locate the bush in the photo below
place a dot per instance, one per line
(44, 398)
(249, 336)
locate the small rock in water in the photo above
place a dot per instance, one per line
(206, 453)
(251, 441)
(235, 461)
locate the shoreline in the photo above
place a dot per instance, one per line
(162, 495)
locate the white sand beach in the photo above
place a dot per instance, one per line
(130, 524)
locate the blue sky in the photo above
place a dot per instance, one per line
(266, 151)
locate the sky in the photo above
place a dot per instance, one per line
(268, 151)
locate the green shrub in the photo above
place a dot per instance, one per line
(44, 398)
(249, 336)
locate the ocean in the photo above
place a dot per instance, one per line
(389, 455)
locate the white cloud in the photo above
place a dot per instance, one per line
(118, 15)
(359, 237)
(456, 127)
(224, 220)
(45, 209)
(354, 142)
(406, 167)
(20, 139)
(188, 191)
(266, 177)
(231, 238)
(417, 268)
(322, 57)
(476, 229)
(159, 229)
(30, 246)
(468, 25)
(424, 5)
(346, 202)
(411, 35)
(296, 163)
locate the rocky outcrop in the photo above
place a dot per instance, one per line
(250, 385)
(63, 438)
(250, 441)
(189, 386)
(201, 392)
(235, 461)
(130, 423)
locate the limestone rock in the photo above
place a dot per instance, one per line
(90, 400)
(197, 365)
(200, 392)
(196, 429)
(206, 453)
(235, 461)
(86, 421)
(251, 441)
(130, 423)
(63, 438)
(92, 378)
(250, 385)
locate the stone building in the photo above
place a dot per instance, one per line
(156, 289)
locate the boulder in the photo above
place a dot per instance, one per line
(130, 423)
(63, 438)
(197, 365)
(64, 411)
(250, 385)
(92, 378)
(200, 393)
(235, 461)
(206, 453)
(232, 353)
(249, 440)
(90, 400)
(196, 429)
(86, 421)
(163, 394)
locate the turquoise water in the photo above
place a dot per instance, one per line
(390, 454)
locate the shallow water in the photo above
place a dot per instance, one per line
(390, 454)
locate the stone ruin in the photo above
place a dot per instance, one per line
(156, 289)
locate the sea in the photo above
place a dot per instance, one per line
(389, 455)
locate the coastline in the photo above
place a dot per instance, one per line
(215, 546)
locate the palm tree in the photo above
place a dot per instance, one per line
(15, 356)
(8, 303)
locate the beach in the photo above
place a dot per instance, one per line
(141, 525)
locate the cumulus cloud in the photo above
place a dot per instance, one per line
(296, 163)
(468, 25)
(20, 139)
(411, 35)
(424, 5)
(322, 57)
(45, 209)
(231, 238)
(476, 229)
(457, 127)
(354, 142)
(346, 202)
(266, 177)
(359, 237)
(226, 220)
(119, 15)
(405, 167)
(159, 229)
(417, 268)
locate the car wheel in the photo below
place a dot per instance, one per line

Activity: Reproduce the lines of the records exactly, from the first one through the line that contains "locate the palm tree in the photo above".

Output for this exercise:
locate the bush in the photo below
place a dot per instance, one per line
(44, 398)
(249, 336)
locate the small rock in water in the photo above
place a dot per instance, one per line
(206, 453)
(251, 441)
(235, 461)
locate the shoreline in the photo above
place a dot per instance, one per line
(162, 495)
locate the white sand beach in the photo above
place a dot per instance, one per line
(130, 524)
locate the blue sky in the photo above
place a dot per instance, one per line
(266, 151)
locate the sky in the photo above
place a dot per instance, one per line
(268, 151)
locate the green shrub in the photo above
place a dot per instance, one per line
(44, 398)
(249, 336)
locate the ocean in the photo above
place a dot per instance, one per line
(389, 455)
locate the white cloud in the photo above
place a dot per instance, one per line
(118, 15)
(359, 237)
(456, 127)
(224, 220)
(45, 209)
(354, 142)
(406, 167)
(20, 139)
(188, 191)
(266, 177)
(231, 238)
(417, 268)
(322, 57)
(476, 229)
(159, 229)
(30, 246)
(468, 25)
(424, 5)
(346, 202)
(411, 35)
(296, 163)
locate the rocky outcrop in the photo above
place a dot per instance, one per line
(250, 385)
(63, 438)
(250, 441)
(189, 386)
(201, 392)
(235, 461)
(130, 423)
locate the limestone rock in the photo above
place a dot per instance, one per line
(90, 400)
(197, 365)
(200, 392)
(196, 429)
(206, 453)
(235, 461)
(86, 421)
(251, 441)
(130, 423)
(63, 438)
(92, 378)
(250, 385)
locate the stone building in the photo above
place a dot per instance, one per line
(156, 289)
locate the boulder in the photo above
place a dot per instance, one per line
(130, 423)
(63, 438)
(197, 365)
(64, 411)
(250, 385)
(92, 378)
(200, 393)
(235, 461)
(206, 453)
(232, 353)
(249, 440)
(90, 400)
(196, 429)
(86, 421)
(163, 394)
locate the turquoise water in the photo above
place a dot per instance, one per line
(390, 454)
locate the shallow water in the photo above
place a dot per instance, one per line
(390, 454)
locate the stone ruin in the photo above
place a dot per instance, one per line
(156, 289)
locate the sea in the photo above
place a dot per instance, one per line
(389, 455)
locate the coastline in the photo above
place a dot per instance, one per line
(215, 546)
locate the palm tree in the photo above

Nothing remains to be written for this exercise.